> _SET EXERCISE_
Copy out the lines word for word, from the very first one through the line that contains "[[[282,321],[282,264],[257,248],[260,307],[258,322],[279,328]]]", with both ends included.

## Begin RECORDS TO USE

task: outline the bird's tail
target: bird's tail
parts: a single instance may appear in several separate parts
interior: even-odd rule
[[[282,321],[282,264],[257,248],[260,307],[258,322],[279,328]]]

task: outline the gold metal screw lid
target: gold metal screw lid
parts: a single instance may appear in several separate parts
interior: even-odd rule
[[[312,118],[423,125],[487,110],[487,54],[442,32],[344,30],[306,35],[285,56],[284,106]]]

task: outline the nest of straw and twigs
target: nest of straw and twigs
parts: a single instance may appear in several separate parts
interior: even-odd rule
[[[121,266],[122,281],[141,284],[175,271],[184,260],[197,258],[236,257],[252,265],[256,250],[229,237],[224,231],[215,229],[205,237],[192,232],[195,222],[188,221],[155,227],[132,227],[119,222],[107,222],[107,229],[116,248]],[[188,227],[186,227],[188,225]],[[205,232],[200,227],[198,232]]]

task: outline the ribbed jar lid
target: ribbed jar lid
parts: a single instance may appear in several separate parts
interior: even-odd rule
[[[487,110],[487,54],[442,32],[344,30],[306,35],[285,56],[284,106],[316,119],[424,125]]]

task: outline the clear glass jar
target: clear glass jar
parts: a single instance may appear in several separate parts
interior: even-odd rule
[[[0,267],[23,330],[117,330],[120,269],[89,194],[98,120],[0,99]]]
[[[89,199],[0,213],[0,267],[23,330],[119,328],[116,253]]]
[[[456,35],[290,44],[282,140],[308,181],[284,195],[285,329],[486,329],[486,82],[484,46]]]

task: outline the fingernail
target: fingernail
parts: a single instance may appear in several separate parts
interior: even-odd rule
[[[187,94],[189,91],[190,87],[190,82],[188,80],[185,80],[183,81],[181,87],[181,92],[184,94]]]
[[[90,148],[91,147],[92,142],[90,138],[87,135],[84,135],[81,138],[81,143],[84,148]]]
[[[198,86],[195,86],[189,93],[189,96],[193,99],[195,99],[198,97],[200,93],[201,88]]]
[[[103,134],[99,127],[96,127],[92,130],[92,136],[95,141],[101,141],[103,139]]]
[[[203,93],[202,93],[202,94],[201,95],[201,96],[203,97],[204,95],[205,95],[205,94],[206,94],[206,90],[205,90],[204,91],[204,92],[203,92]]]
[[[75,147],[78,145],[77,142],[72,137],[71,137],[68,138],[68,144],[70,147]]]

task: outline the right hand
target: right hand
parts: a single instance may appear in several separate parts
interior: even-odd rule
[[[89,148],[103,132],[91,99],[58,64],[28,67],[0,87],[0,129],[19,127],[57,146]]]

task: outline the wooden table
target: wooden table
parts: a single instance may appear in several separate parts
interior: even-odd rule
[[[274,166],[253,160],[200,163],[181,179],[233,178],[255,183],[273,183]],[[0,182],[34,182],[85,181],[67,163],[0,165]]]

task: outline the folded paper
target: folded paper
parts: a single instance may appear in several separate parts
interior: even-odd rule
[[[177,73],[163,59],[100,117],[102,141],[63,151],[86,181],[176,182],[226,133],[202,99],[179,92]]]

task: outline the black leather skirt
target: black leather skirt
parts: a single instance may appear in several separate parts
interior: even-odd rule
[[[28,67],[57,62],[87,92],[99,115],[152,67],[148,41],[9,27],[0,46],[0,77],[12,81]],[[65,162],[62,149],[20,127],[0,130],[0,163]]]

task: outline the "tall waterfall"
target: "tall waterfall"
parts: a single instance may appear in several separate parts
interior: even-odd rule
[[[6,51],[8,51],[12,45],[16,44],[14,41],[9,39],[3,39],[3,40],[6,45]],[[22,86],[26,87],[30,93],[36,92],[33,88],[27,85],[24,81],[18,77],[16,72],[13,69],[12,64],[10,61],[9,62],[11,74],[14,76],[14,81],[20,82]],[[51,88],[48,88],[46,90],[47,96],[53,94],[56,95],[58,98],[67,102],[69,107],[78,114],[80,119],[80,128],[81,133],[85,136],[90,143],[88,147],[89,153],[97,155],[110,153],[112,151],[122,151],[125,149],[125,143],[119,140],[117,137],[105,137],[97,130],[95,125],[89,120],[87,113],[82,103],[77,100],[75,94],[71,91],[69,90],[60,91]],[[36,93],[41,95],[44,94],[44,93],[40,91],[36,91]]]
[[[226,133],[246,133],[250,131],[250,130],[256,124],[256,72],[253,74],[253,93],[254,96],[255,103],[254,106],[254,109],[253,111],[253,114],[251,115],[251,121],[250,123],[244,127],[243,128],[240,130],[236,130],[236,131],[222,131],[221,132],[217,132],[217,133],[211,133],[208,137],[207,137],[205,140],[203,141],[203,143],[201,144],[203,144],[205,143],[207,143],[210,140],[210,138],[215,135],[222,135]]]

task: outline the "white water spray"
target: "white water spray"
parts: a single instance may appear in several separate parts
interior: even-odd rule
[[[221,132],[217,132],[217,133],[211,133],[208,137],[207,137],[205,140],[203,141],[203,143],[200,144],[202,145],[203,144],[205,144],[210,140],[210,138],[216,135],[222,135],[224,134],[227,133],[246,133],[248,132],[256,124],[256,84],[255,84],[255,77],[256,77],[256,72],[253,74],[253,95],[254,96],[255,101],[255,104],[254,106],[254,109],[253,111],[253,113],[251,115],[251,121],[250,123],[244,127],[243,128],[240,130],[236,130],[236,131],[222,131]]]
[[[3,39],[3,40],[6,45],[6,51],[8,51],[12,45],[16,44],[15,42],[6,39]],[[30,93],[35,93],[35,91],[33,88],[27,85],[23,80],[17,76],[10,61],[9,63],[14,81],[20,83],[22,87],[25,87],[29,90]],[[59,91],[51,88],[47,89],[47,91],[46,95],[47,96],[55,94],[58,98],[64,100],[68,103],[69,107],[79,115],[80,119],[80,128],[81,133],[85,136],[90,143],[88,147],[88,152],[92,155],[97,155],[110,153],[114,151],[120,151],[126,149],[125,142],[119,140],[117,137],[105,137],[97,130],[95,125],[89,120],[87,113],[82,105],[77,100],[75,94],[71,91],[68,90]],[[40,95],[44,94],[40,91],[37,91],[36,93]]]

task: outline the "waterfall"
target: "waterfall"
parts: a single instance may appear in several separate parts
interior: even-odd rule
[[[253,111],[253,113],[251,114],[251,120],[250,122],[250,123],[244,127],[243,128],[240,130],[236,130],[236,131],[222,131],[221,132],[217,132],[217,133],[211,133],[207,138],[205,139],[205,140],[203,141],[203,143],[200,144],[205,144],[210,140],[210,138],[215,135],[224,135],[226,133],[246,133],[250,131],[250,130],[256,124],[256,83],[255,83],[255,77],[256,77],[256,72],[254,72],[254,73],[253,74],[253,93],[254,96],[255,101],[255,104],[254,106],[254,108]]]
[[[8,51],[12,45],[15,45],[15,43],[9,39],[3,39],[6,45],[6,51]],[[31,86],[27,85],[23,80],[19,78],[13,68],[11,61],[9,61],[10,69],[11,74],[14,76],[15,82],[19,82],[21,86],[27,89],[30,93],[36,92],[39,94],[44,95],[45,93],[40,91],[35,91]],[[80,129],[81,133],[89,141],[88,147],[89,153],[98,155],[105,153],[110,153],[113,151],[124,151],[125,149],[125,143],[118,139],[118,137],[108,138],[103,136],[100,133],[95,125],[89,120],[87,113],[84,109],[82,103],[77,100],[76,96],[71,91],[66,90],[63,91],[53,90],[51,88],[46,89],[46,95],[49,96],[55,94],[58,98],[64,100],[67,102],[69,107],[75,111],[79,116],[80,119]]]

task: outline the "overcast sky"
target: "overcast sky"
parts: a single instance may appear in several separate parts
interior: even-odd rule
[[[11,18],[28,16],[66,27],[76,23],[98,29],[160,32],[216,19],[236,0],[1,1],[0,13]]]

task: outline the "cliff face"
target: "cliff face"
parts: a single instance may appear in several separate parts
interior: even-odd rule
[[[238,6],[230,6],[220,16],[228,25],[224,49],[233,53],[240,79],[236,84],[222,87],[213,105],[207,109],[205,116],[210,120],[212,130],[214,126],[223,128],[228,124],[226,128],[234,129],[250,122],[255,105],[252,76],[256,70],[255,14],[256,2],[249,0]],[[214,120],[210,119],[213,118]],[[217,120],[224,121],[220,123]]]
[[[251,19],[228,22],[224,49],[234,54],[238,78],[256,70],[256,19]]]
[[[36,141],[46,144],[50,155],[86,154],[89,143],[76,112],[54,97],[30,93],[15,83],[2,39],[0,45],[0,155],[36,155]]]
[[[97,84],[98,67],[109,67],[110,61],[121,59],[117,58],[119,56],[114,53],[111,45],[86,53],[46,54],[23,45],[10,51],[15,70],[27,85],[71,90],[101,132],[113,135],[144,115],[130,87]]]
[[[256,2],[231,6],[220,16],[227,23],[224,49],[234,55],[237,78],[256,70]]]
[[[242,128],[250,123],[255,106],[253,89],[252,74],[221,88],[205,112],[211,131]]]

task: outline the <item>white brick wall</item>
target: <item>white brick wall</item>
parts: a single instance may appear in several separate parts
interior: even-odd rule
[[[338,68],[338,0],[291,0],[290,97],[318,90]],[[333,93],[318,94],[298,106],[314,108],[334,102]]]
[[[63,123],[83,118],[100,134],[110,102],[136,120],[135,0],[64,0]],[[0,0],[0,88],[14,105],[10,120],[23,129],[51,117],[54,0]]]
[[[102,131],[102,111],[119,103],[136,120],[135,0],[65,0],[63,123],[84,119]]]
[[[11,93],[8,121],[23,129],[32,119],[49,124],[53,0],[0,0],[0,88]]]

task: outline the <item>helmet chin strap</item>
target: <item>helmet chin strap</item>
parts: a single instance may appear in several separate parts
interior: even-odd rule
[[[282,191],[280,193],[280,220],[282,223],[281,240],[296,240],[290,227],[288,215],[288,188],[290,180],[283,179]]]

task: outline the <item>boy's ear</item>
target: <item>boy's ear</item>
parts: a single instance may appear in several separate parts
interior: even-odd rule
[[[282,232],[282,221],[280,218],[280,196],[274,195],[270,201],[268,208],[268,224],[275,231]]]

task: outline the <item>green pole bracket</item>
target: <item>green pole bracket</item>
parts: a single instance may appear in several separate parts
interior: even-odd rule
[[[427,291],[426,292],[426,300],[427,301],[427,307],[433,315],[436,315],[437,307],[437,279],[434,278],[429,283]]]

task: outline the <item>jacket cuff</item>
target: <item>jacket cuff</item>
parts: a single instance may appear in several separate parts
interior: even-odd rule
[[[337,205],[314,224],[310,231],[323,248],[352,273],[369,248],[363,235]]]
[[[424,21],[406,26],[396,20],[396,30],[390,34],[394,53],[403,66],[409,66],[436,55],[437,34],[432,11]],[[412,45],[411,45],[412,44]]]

## End RECORDS TO USE

> _OUTPUT BELOW_
task: outline the bird's tail
target: bird's tail
parts: a single instance may appear in several separate parts
interior: even-odd rule
[[[282,321],[282,264],[257,248],[260,307],[258,322],[279,328]]]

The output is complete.